··· Passage to read ···

From TCS to Tech Mahindra, record deals cheer IT firms in Sept quarter

TCS, the largest, attributed differentiated capabilities for its $4.9-bn deal TCV, of which $1.5 bn came from banking, financial services and insurance (BFSI) and $0.7 bn from retail

IT Sector, tech companies
Representative Image
Romita Majumdar Mumbai
Last Updated : Nov 09 2018 | 5:34 AM IST
The September quarter’s financial results of information technology (IT) majors have delivered festive cheer, at least on the deals front. 

Most of the majors saw impressive order booking, reporting deals with a record amount in total contract value (TCV). Tech Mahindra, for example, reported an all-time high in net new deal wins, with a TCV of $550 million. Infosys recorded its best ever large deal wins in a quarter, with a TCV of $2 billion (the previous highest was $1.2 billion), almost 63 per cent of which were new deals. Tata Consultancy Services (TCS) reported quarterly large-deals (new deals and renewals) with $4.9 billion in TCV (compared to $4.8 billion in the June quarter).

Wipro did not disclose this number but indicated a good quarter of order booking. “A stronger demand environment was helped by a continued increase in digital sizes, aided by a shift in spending to core transformation and integrated digital deals, as opposed to a consulting-heavy phase earlier. Also, continuing momentum of deals signed that will flow into revenues in the early part of the year,” said Kanwaljeet Saluja, analyst, Kotak Institutional Equities.  

Tech Mahindra (fifth-largest among IT service companies) said it was seeing very interesting deal wins, with clients embarking on transformation plans. 

“We are winning synergy deals which balance out the revenue streams on a quarter-on-quarter basis. Looking at the deal win composition, on the enterprise side, the whole customer experience management and integration of some of our platforms to deliver solutions in the customer experience area has been a big component,” said Manoj Bhatt, its financial head, during a post-earnings meet. 


Nirmal Bang analyst Girish Pai says the deal wins posted by Infosys were helped by an excellent demand environment and aggressive bidding. With the $700-million Verizon deal, Infosys, which does not have a strong communications portfolio, has managed to enter a space occupied largely by TCS and Tech Mahindra, he added. “Clearly, the market is in good shape. As we shared earlier, our view is the demand environment is quite strong across many of our large sectors. We see good demand across all the geographies; we see stable demand,” said Salil Parekh, chief executive at Infosys.

··· Material provided ···

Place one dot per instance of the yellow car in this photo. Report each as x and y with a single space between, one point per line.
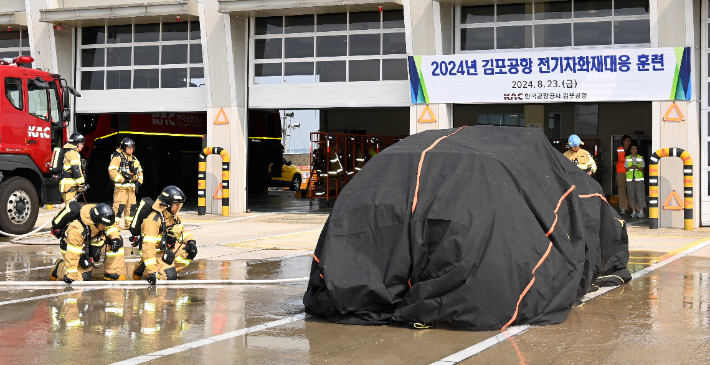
291 176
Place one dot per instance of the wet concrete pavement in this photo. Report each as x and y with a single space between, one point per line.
659 318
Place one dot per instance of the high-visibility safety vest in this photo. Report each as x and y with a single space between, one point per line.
636 175
336 168
621 160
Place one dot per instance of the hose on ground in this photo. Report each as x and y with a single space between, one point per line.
142 283
20 236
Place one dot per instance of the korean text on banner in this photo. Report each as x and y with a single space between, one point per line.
624 74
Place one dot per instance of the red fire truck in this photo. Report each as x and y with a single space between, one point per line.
34 114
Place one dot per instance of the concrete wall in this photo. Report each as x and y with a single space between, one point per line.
382 121
85 3
429 28
12 5
675 23
298 159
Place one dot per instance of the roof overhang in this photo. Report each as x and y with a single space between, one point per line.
259 8
13 19
121 14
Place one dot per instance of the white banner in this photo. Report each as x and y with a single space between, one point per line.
620 74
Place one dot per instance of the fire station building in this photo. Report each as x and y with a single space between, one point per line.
164 71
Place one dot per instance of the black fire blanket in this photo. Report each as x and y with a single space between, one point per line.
483 227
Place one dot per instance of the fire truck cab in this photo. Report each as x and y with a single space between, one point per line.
34 115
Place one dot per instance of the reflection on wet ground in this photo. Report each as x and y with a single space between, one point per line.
659 318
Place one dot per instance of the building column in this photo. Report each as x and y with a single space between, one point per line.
224 44
673 25
428 32
535 116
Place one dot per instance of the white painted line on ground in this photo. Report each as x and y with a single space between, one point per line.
237 219
517 330
260 238
26 270
43 296
210 340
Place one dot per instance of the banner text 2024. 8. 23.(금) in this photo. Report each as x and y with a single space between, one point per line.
621 74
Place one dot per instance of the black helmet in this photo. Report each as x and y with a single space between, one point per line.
102 214
171 194
127 142
76 138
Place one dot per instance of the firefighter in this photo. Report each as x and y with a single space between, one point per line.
166 247
126 173
579 155
73 181
85 239
621 153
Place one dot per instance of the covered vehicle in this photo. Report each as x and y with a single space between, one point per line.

···

Required task 1.
Rewrite the article on IT deal wins from "IT Sector, tech" to "the deals front.", switching "festive cheer" to "seasonal cheer".
Required task 2.
Show every line of the source data records that contains the string "white", matching case exactly.
The source data records are unrelated to the article on IT deal wins.

Complete output 1.
IT Sector, tech companies
Representative Image
Romita Majumdar Mumbai
Last Updated : Nov 09 2018 | 5:34 AM IST
The September quarter’s financial results of information technology (IT) majors have delivered seasonal cheer, at least on the deals front.

Complete output 2.
Place one dot per instance of the white banner in this photo. Report each as x and y with a single space between, one point per line.
Place one dot per instance of the white painted line on ground in this photo. Report each as x and y with a single space between, one point per line.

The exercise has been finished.